• **CHALLENGES**
- a) Tally the lines in the records that contain the word "black" and give only that number.
- b) Resume the forum thread about the 3D printed platform truck, picking up after its last line.
───── QUOTED PASSAGE ─────
# 3D Printed Platform Truck



## David Leech (Dec 9, 2008)

WHEN I build my Canadian Pacific Railway station, I will need 10 or 12 Platform Trucks, as the CP called them (aka Luggage Cart), so I decided to use my 3D printer to see what I could do.
This is the first test to see if I liked it, and apart from things like the wrong shaped spokes, I am happy with it. I can live with things like the spokes, because you really don't notice it that much - at least I don't!
With a bit of sanding and primer before a coat of paint, it will look the part.
It is a 'kit' made up of 13 parts, printed on my Makerbot Replicator 2 printer.
All the best,
David Leech, Delta, Canada


----------



## placitassteam (Jan 2, 2008)

David, that looks really nice. How is the strength of small cross section parts such as the ring on the tongue? What material did you use? Thanks for posting.


----------



## David Leech (Dec 9, 2008)

Winn,
This is printed in regular PLA.
Strength - actually remarkably strong, but like any plastic, it will break.
I just tried 'flicking' the ring with my finger, and I couldn't break it.
Cheers,
David Leech, Delta, Canada


----------



## Semper Vaporo (Jan 2, 2008)

Mighty nice model!

I can understand the reluctance to perform destructive testing on such a nice outcome... maybe you need to add an extra "ring" attached someplace that you can break intentionally and then trim away anything that remains to "correct" the model.


----------



## CliffyJ (Apr 29, 2009)

Really nice, David! I finally got my 3d printer built, and printed some stuff over the last two weekends, so I'm all ears on this topic now. What kind of glue are you using? And did you physically index the parts to assist the joints? 

Did you also print your luggage parts?


----------



## David Leech (Dec 9, 2008)

Thank you.
For this one I just used GOOP to hold it together.
The under parts are notched to make alignment correct, and I printed the holes (or should that be that I didn't print the holes!) for the pins that hold the wheels and the front pivot.
───── DATA SHOWN ─────
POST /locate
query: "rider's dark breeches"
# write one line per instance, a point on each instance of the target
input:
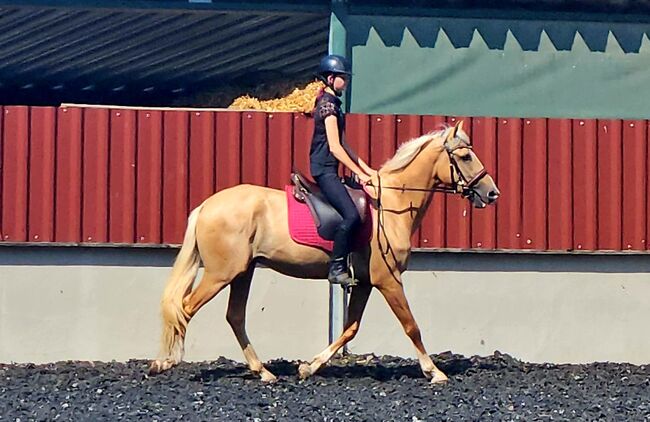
(333, 189)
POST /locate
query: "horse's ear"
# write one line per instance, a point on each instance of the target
(454, 130)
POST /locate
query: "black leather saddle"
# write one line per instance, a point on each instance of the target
(325, 216)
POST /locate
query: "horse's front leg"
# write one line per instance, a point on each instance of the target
(358, 301)
(394, 294)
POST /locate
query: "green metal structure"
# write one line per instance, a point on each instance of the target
(515, 66)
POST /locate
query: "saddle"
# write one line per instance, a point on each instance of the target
(325, 216)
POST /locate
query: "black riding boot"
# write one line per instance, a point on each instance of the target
(338, 273)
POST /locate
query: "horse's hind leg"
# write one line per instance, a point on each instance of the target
(358, 301)
(236, 317)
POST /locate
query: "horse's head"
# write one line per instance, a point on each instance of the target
(460, 169)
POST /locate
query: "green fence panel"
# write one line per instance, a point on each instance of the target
(499, 67)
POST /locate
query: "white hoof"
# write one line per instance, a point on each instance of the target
(158, 366)
(304, 371)
(267, 376)
(438, 378)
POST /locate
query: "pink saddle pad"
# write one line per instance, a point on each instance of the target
(303, 229)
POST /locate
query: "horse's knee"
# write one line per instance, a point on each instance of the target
(413, 331)
(351, 331)
(235, 320)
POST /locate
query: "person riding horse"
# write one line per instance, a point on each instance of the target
(328, 150)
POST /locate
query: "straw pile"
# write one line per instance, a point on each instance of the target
(298, 100)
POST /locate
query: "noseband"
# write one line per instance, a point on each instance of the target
(459, 182)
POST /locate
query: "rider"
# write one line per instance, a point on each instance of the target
(327, 151)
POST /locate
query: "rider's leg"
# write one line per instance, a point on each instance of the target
(336, 193)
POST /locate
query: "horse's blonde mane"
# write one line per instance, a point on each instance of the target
(410, 149)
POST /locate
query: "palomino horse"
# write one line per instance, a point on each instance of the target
(231, 240)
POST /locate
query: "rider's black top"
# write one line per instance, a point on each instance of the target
(321, 160)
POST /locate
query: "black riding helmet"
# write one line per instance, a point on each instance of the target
(333, 64)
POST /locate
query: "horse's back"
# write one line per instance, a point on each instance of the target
(240, 204)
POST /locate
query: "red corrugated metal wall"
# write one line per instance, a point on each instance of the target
(131, 176)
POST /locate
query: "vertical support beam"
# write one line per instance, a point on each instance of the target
(338, 45)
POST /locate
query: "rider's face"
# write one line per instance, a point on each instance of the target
(339, 82)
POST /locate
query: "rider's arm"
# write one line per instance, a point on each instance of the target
(358, 160)
(332, 131)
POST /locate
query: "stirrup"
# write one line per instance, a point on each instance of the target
(344, 280)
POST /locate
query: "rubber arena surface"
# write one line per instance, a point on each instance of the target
(352, 388)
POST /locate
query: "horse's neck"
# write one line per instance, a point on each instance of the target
(418, 174)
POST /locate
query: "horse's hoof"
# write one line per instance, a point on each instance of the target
(155, 368)
(439, 378)
(304, 371)
(158, 366)
(268, 377)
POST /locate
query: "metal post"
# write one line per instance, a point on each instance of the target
(338, 45)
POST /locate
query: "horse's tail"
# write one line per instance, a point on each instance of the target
(179, 285)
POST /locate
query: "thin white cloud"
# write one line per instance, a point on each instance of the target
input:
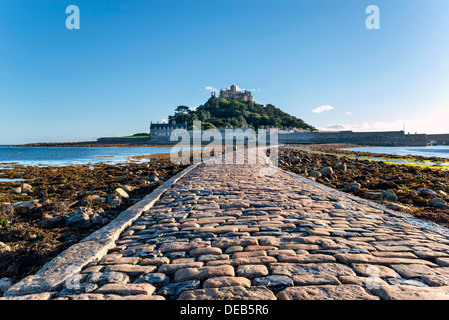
(322, 109)
(210, 89)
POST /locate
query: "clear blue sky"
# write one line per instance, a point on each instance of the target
(132, 62)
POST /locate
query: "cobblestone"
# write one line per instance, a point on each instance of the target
(234, 232)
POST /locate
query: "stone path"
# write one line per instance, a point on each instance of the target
(233, 232)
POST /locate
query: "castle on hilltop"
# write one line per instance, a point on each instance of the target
(234, 94)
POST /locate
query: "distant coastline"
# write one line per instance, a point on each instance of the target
(90, 144)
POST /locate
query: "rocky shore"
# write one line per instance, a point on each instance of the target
(418, 190)
(91, 144)
(55, 207)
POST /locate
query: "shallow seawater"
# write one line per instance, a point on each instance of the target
(428, 151)
(11, 156)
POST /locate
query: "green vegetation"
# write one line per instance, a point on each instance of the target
(3, 223)
(219, 113)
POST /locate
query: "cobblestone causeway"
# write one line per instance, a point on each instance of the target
(232, 232)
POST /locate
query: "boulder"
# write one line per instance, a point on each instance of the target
(129, 188)
(353, 187)
(427, 193)
(5, 284)
(17, 190)
(4, 247)
(78, 220)
(114, 200)
(25, 186)
(390, 195)
(314, 174)
(121, 193)
(50, 222)
(153, 178)
(374, 195)
(26, 204)
(326, 171)
(438, 203)
(89, 199)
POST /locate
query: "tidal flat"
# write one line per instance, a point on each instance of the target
(414, 184)
(46, 209)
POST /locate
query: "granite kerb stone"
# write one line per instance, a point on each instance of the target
(52, 276)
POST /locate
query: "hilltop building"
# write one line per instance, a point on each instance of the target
(163, 130)
(234, 94)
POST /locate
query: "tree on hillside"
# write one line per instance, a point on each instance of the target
(221, 113)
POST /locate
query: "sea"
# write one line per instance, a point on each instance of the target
(428, 151)
(64, 156)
─────
• **EXPECTED OUTPUTS**
- a) 4

- b)
The handle has knobs that spring into the holes on the front beams.
The luggage is all collectable lead and tinplate items.
Have you printed anything 'good' that you can show us yet?
Regards,
David Leech, Delta, Canada


----------



## Scott (Jan 29, 2008)

Very nice project.


----------



## placitassteam (Jan 2, 2008)

David, Thanks for the info. I tried to cast the balusters for a railing. They are only 1/16 inch dia. at the narrowest section and could hardly carry their own weight. A club member has a printer and is willing to try printing my pieces. I have to get him the info.


----------



## CliffyJ (Apr 29, 2009)

David, thanks for asking. I've had some success with printing a chassis for a rail car, a work in process involving multiple prints. That's what I love about this tool: you can iterate the design, and not wait a couple weeks for Shapeways. Having said that, for this particular project, I'll get the final parts from SW, because of the superior material strength and finish.


----------



## Dick Friedman (Aug 19, 2008)

Been 3D printing garden rr parts for a year and a half or so. Use the Library's Makerbots and my own DaVinci Jr for things like signs, windows, buildings, draw bars, smoke stacks, fire hydrants, doors, etc.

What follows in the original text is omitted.